The problem:
Recast every line of the rows below as a numbered list, skipping blank lines. Leave the pictures out of your answer.
····················
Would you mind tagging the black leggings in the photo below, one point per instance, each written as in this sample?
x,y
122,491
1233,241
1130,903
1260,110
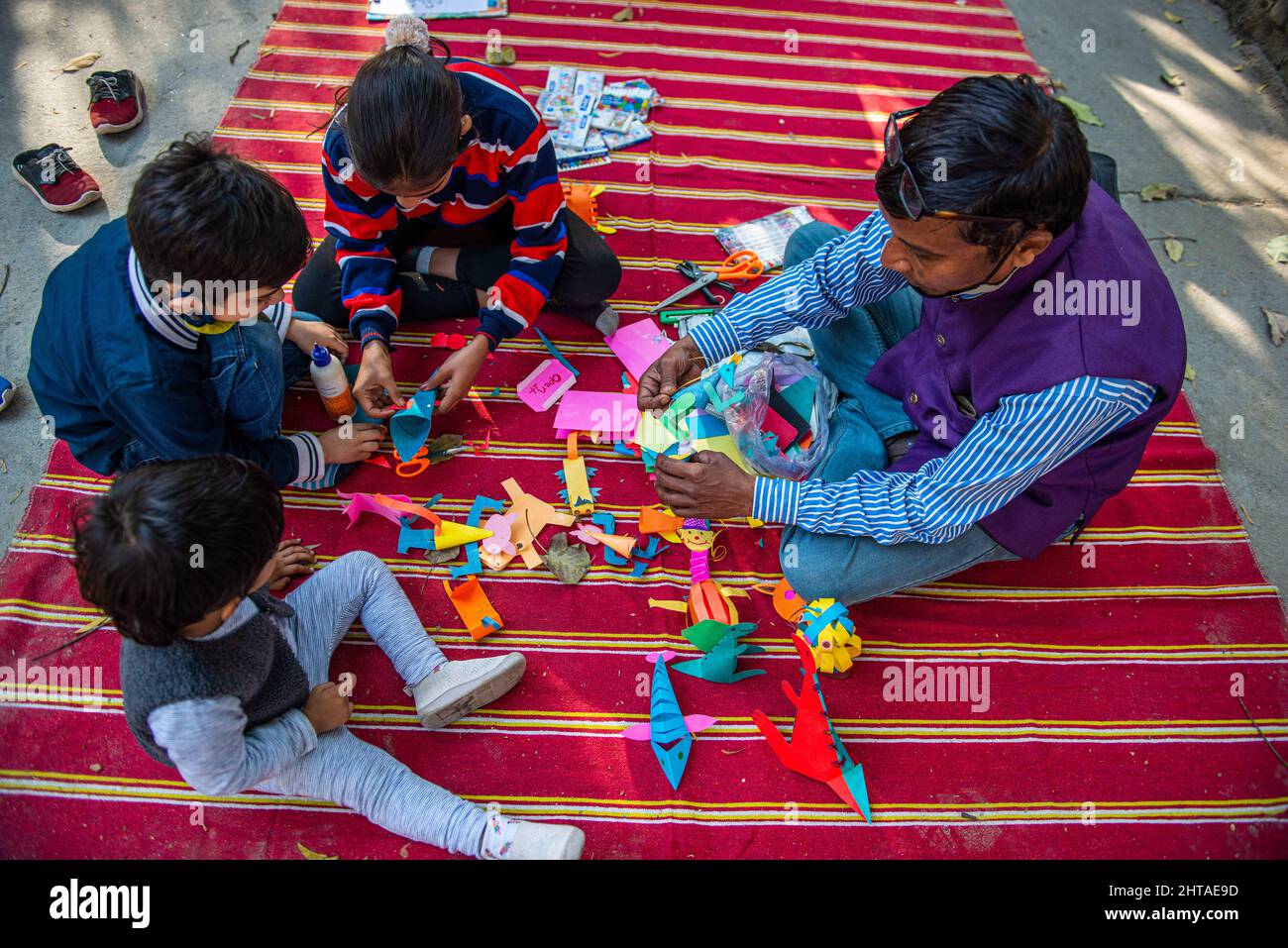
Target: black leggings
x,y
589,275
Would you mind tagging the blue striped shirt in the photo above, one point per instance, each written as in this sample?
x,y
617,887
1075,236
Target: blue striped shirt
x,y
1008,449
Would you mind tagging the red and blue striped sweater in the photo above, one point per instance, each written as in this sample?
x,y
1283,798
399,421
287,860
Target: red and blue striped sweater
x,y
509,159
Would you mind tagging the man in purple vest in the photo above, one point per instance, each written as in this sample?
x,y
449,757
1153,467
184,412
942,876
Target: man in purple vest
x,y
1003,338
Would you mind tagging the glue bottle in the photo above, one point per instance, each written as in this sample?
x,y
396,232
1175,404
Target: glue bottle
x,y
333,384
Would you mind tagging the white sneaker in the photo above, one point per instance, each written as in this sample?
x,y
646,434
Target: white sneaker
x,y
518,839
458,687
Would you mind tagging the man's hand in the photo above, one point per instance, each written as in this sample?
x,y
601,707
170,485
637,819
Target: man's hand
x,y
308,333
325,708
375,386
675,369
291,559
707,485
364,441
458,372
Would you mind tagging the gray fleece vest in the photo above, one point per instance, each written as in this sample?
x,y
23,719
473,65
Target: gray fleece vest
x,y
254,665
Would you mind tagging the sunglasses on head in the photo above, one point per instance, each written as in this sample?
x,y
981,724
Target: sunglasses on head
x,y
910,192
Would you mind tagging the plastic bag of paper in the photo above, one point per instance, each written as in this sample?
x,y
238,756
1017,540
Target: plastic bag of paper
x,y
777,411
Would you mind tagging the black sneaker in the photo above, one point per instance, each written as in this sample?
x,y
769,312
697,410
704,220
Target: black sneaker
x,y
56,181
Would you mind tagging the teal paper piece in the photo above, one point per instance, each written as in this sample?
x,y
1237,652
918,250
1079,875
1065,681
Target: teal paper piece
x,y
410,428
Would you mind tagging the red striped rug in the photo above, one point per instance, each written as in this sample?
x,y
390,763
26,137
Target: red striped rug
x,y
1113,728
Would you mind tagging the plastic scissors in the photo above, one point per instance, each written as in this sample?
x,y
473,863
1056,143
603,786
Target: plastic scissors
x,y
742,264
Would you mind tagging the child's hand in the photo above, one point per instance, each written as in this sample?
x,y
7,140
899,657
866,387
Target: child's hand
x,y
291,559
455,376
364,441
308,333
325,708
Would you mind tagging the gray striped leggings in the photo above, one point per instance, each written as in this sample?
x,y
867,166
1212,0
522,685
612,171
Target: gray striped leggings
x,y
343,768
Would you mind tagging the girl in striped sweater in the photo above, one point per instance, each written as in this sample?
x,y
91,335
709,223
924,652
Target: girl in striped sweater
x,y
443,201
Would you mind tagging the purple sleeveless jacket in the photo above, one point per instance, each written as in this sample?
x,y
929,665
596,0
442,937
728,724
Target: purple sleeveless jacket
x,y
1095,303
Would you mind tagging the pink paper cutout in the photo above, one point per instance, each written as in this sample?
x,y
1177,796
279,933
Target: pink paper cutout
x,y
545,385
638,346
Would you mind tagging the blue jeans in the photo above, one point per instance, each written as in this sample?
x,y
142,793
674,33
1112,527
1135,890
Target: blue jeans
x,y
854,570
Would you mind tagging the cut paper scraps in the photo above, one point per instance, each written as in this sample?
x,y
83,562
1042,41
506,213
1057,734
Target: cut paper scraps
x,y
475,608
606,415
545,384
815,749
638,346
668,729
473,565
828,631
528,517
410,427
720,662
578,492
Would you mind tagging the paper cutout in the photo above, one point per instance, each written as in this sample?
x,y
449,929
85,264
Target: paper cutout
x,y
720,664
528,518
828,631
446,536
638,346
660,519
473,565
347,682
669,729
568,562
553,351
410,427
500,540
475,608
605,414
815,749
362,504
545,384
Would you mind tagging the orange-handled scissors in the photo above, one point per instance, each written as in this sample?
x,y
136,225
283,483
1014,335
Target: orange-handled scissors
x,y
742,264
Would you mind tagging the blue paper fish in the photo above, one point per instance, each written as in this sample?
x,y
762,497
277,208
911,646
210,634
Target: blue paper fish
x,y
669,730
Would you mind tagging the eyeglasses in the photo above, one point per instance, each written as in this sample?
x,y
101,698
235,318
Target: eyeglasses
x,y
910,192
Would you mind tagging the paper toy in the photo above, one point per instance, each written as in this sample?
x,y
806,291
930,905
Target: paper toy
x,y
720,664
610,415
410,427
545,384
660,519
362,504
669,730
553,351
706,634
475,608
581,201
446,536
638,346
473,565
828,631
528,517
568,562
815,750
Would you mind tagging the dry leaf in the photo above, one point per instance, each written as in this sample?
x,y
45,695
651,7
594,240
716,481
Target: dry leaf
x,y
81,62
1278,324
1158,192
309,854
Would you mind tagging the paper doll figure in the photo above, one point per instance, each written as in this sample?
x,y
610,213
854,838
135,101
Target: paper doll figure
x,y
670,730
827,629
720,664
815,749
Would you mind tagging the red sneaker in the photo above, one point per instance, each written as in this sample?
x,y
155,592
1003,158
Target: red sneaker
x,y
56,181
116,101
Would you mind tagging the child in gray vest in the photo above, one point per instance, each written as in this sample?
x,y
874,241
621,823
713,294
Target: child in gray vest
····················
Complete answer:
1. Would you mind tagging the black leggings in the photo below, one point per instance, each written as in this sample?
2. x,y
3. 122,491
4. 1233,241
5. 1130,903
6. 1260,110
7. Target: black leggings
8. x,y
9. 589,275
10. Would you mind tagging the blue striped shirt in the photo above, one point per instance, each written as in this sample?
11. x,y
12. 617,887
13. 1075,236
14. Target: blue striped shirt
15. x,y
16. 1008,449
17. Would you mind tagging the red and blue striped sweater in the photo above, one point per instance, each written as in this sample?
18. x,y
19. 1283,798
20. 399,421
21. 287,860
22. Target: red and blue striped sweater
23. x,y
24. 509,159
25. Would you mind tagging the man in purple vest in the photo above, one point per instance, each written as in this sample?
26. x,y
27. 449,757
28. 1153,467
29. 184,412
30. 942,876
31. Target: man in purple vest
32. x,y
33. 1003,338
34. Would you mind tagging the glue bottle in the photo above, one point per instance, each written as in this sample?
35. x,y
36. 396,232
37. 1175,404
38. Target: glue bottle
39. x,y
40. 333,384
41. Would you mind tagging the white sneaker in the photo above, one point per instance, each written as in this sample?
42. x,y
43. 646,434
44. Target: white sneaker
45. x,y
46. 518,839
47. 458,687
48. Would you mind tagging the man's hand in the photo above, one point per instance, each written as in this sample?
49. x,y
50. 601,707
51. 170,485
52. 637,819
53. Target: man's hand
54. x,y
55. 308,333
56. 325,708
57. 375,386
58. 675,369
59. 291,559
60. 707,485
61. 364,441
62. 458,372
63. Would you mind tagging the gray fleece vest in the photo above, one point per instance, each written as in this sample?
64. x,y
65. 23,719
66. 473,65
67. Target: gray fleece vest
68. x,y
69. 254,665
70. Would you mind tagging the sunglasses on head in the photo above, one point per instance, each written as in this sample?
71. x,y
72. 981,724
73. Target: sunglasses on head
74. x,y
75. 910,192
76. Would you mind tagging the plastic bag of paper in the photo above, one point per instance, each written as in this sample?
77. x,y
78. 238,756
79. 1017,540
80. Target: plastic bag of paper
81. x,y
82. 777,411
83. Would you mind tagging the black sneaker in the photo above, one point per instance, each written as in this sample?
84. x,y
85. 769,312
86. 697,410
87. 704,220
88. Target: black sneaker
89. x,y
90. 56,181
91. Would you mind tagging the teal paper piece in the photo above, one point per instance, each written as in this sample?
92. x,y
93. 1237,652
94. 918,250
95. 1079,875
96. 1065,681
97. Target: teal paper piece
98. x,y
99. 410,428
100. Would you mind tagging the red striped rug in the photo above, one point per instance, each written as in this sample?
101. x,y
102. 390,763
103. 26,137
104. Target: red striped rug
105. x,y
106. 1113,728
107. Would you mind tagging the plastic scissors in the photo above, one point per instance, each written as in this sample?
108. x,y
109. 473,863
110. 1056,143
111. 603,786
112. Target: plastic scissors
113. x,y
114. 742,264
115. Would you mind tagging the child's hand in the photo above, one point per instance, each written as in this sample?
116. x,y
117. 7,140
118. 899,657
119. 866,387
120. Target: child's hand
121. x,y
122. 291,559
123. 455,376
124. 364,441
125. 308,333
126. 325,708
127. Would you mind tagging the gray striped leggings in the photo above, one point per instance, each written as in this sample?
128. x,y
129. 867,166
130. 1212,0
131. 522,685
132. 612,171
133. Target: gray striped leggings
134. x,y
135. 343,768
136. Would you mind tagging the girl in striped sweater in the photo above, one point per instance, each written as in this sample?
137. x,y
138. 91,335
139. 709,223
140. 924,652
141. Target: girl in striped sweater
142. x,y
143. 443,201
144. Would you mind tagging the purple sleeveless jacket in the photo above, one point per instance, each written as in this sample?
145. x,y
146. 929,665
147. 596,0
148. 442,937
149. 728,724
150. Target: purple sleeveless jacket
151. x,y
152. 1095,303
153. Would you mind tagging the pink paper cutout in the photo above, one point per instance, each written as in this sample?
154. x,y
155. 1177,796
156. 279,933
157. Target: pink paper cutout
158. x,y
159. 545,385
160. 638,346
161. Would you mind tagging the blue jeans in the photo above, one point per instance, each written as in this sample?
162. x,y
163. 142,793
164. 674,33
165. 1112,527
166. 1135,890
167. Target: blue jeans
168. x,y
169. 854,570
170. Would you mind tagging the cut paper scraps in the photo above, one point per instance, each written as in this sample?
171. x,y
172. 83,562
173. 1042,41
174. 506,213
175. 1057,734
176. Target: cut paper scraps
177. x,y
178. 475,608
179. 606,415
180. 545,384
181. 815,749
182. 638,346
183. 668,729
184. 473,565
185. 828,631
186. 528,517
187. 410,427
188. 720,662
189. 578,492
190. Would you mind tagging the paper cutout in the photo above, one point per instance, each written as in this sample?
191. x,y
192. 449,929
193. 85,264
194. Target: paper cutout
195. x,y
196. 720,664
197. 528,518
198. 828,631
199. 446,536
200. 638,346
201. 660,519
202. 473,565
203. 347,682
204. 669,729
205. 568,562
206. 553,351
207. 410,427
208. 500,540
209. 475,608
210. 605,414
211. 815,749
212. 362,504
213. 545,384
214. Would you mind tagging the orange-handled scissors in the photo above, one point per instance, each written as in this sample?
215. x,y
216. 136,225
217. 283,483
218. 1014,335
219. Target: orange-handled scissors
220. x,y
221. 742,264
222. Would you mind tagging the blue paper fish in the photo above, one point per instance, each written as in this sample?
223. x,y
224. 762,497
225. 277,208
226. 911,646
227. 210,634
228. Target: blue paper fish
229. x,y
230. 669,730
231. Would you mind tagging the eyeglasses in the photo above, one point per instance, each written as in this sample?
232. x,y
233. 101,698
234. 235,318
235. Target: eyeglasses
236. x,y
237. 910,192
238. Would you mind tagging the paper toy in the photo above, one point per instance, each written as in this sample?
239. x,y
240. 806,291
241. 930,905
242. Target: paper toy
243. x,y
244. 720,664
245. 610,415
246. 410,427
247. 545,384
248. 660,519
249. 362,504
250. 669,730
251. 553,351
252. 706,634
253. 475,608
254. 581,201
255. 446,536
256. 638,346
257. 473,565
258. 828,631
259. 528,517
260. 568,562
261. 815,750
262. Would you mind tagging the dry leaf in the photo above, one point per instance, each written as in this sample?
263. x,y
264. 45,695
265. 651,7
266. 594,240
267. 716,481
268. Target: dry leaf
269. x,y
270. 81,62
271. 1278,324
272. 1158,192
273. 309,854
274. Would you mind tagging the paper doll figure in the photo above, one point per instance, each written as in this sample?
275. x,y
276. 610,213
277. 854,838
278. 135,101
279. Target: paper doll figure
280. x,y
281. 670,730
282. 827,629
283. 720,664
284. 815,749
285. Would you mind tagging the red sneaker in the photo above, one point per instance, each written as in this sample?
286. x,y
287. 155,592
288. 1003,158
289. Target: red sneaker
290. x,y
291. 56,181
292. 116,101
293. Would you mind tagging the child in gray vest in the photo above, one point per instance, each written as in this sample?
294. x,y
295. 874,241
296. 621,823
297. 713,294
298. Target: child in gray vest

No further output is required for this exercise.